DOCUMENT SEGMENT:
To address the above challenges, we propose a contract-based dynamic participation incentive for unbiased FedeRated LEarning, called ENTIRE. ENTIRE can provide personalized payments to clients with varying participation preferences to compensate for their local costs while ensuring an unbiased deep-learning model. Specifically, we first investigate the impact of randomly independent participation from arbitrary clients on the convergence bounds of FL under non-convex loss functions. Subsequently, we design a set of optimal contracts for clients with heterogeneous participation preferences under different budget constraints and incomplete information models to maximize model performance. Furthermore, we find that when the server’s budget is sufficient, it is adequate to design a single optimal contract to incentivize full participation from all categories of clients. Our main contributions can be summarized as follows:

(1) Methodologically, we propose ENTIRE, a dynamic participation incentive mechanism for unbiased FL aimed at mitigating model bias arising due to dynamic client participation. It encourages all clients to participate in FL by offering independent participation levels and appropriate economic compensation. By customizing personalized participation levels for clients and optimizing reward allocation for contracts, we enhance the model performance under incomplete information.

(2) Theoretically, we establish the FL convergence bound when clients have independent participation levels, which guides the optimization of both model performance and reward allocation. This convergence bound applies to a more general assumption of non-convex loss functions. Furthermore, we derive the optimal contract design under varying budget conditions, enabling ENTIRE to ensure optimal model performance even when the server has an arbitrary budget.

(3) Experimentally, we performed extensive experiments on three real datasets and compared ENTIRE to three state-of-the-art baselines. For the same budget, ENTIRE achieves a 12.9% performance improvement compared to other methods and differs in accuracy by only 0.9% from a model trained with the full participation of all clients. Furthermore, the results show that our approach is equally applicable to the IID scenario.

The remainder of this paper is organized as follows. Section 2 provides a summary of related work. Then, in Section 3, we introduce the system model and define the design goals of ENTIRE through convergence analysis. Section 4 describes the design of optimal contracts under an incomplete information model and varying budget conditions. Subsequently, in Section 5, we provide a comprehensive performance evaluation of ENTIRE through experiments. Finally, we conclude the full paper in Section 6.

2 Related Work

The training process in FL entails communication links between a central server and numerous decentralized clients. This large-scale distributed training scenario is prone to client dropout, which seriously hampers the efficiency of model training. Therefore, the classical FedAvg algorithm usually performs multiple local iterations on a randomly selected subset of clients to update the model [21].

Various FL algorithms have been proposed to improve training efficiency. For example, in [22], the model convergence rate was improved by compressing local model updates and designing client scheduling and resource allocation strategies. A stochastic optimization problem linking resource allocation with client scheduling and training loss was presented in [23] and solved using the Lyapunov method. The work in [24] utilized layered computing resources to reduce the end clients’ workload and explored task offloading from edge to end. These approaches focused on the resource allocation issue among clients to optimize the training process from the server’s perspective, neglecting client incentives and assuming clients are consistently available during training. In contrast, our work compensates for heterogeneous clients’ local costs during training and considers the possibility of client dropouts.

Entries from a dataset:
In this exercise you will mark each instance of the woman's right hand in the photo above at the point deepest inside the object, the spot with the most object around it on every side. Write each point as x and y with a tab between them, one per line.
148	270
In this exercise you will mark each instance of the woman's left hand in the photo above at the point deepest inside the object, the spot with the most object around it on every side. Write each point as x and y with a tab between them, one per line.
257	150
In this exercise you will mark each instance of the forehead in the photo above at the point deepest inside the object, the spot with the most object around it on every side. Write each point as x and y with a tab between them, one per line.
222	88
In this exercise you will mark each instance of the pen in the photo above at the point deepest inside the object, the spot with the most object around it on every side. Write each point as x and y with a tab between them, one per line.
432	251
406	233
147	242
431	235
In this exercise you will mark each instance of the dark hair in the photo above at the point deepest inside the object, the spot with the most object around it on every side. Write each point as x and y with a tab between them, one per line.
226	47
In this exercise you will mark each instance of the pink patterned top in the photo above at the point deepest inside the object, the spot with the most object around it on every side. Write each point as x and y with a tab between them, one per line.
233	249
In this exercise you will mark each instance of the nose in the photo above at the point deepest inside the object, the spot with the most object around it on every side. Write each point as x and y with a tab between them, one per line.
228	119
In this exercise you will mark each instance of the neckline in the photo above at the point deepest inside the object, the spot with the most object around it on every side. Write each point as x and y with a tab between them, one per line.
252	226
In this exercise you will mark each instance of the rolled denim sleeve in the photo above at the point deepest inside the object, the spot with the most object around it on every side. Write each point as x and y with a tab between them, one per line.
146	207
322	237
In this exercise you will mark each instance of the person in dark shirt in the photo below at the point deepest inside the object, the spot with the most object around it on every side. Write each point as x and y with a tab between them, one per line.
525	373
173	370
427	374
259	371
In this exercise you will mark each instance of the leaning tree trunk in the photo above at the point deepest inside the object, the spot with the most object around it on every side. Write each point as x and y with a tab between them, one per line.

STATED PROBLEM: Revise the federated learning text from "The training process in" up to and including "the model [21].", replacing "central server" with "coordinating server".

TASK ANSWER:
The training process in FL entails communication links between a coordinating server and numerous decentralized clients. This large-scale distributed training scenario is prone to client dropout, which seriously hampers the efficiency of model training. Therefore, the classical FedAvg algorithm usually performs multiple local iterations on a randomly selected subset of clients to update the model [21].